▸ **PROBLEMS TO SOLVE**
**a)** According to the book description, which year is Gemma Doyle preparing to ring in?
**b)** Summarize the book description in two sentences.

▸ **PASSAGE TO READ**
• • •

Ah, Christmas! Gemma Doyle is looking forward to a holiday from Spence Academy, spending time with her friends in the city, attending ritzy balls, and on a somber note, tending to her ailing father. As she prepares to ring in the New Year, 1896, a handsome young man, Lord Denby, has set his sights on Gemma, or so it seems. Yet amidst the distractions of London, Gemma’s visions intensify–visions of three girls dressed in white, to whom something horrific has happened, something only the realms can explain. . . .
The lure is strong, and before long, Gemma, Felicity, and Ann are turning flowers into butterflies in the enchanted world of the realms that Gemma alone can bring them to. To the girls’ great joy, their beloved Pippa is there as well, eager to complete their circle of friendship.
But all is not well in the realms–or out. The mysterious Kartik has reappeared, telling Gemma she must find the Temple and bind the magic, else great disaster will befall her. Gemma’s willing to do his intrusive bidding, despite the dangers it brings, for it means she will meet up with her mother’s greatest friend–and now her foe, Circe. Until Circe is destroyed, Gemma cannot live out her destiny. But finding Circe proves a most perilous task.

From the Hardcover edition.

• • •

▸ **DATA LISTING**

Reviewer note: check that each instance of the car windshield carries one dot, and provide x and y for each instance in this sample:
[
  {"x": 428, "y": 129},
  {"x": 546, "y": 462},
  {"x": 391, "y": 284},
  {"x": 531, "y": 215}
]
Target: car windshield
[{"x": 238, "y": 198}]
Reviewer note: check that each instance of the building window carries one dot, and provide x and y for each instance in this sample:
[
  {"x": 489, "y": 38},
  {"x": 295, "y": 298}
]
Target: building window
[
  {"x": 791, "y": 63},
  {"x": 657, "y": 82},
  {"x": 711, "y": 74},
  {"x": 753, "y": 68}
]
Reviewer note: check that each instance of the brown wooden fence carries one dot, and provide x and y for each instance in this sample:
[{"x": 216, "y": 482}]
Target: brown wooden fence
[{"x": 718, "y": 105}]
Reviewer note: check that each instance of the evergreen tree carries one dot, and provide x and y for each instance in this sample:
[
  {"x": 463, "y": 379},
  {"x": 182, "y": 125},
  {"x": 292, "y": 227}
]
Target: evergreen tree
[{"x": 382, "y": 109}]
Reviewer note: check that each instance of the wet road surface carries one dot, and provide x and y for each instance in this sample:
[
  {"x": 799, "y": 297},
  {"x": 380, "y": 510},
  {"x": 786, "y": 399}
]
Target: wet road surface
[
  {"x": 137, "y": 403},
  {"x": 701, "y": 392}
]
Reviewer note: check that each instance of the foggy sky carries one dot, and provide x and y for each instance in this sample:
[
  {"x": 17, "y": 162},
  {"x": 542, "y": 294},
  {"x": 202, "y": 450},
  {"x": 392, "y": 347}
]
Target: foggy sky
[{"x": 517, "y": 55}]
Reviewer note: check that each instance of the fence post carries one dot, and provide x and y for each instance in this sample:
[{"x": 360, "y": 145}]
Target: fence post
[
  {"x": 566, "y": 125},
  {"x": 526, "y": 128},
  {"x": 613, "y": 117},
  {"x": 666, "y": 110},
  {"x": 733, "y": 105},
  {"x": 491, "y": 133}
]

• • •

▸ **OUTPUTS FOR THE TASKS**
**a)** 1896

**b)** During a Christmas holiday in London away from Spence Academy, Gemma Doyle faces social distractions, an ailing father, and intensifying visions of three girls in white, which only the realms can explain. Back in the realms with Felicity, Ann, and Pippa, she is told by Kartik to find the Temple and bind the magic, a task that sets her against Circe, who must be destroyed before Gemma can live out her destiny.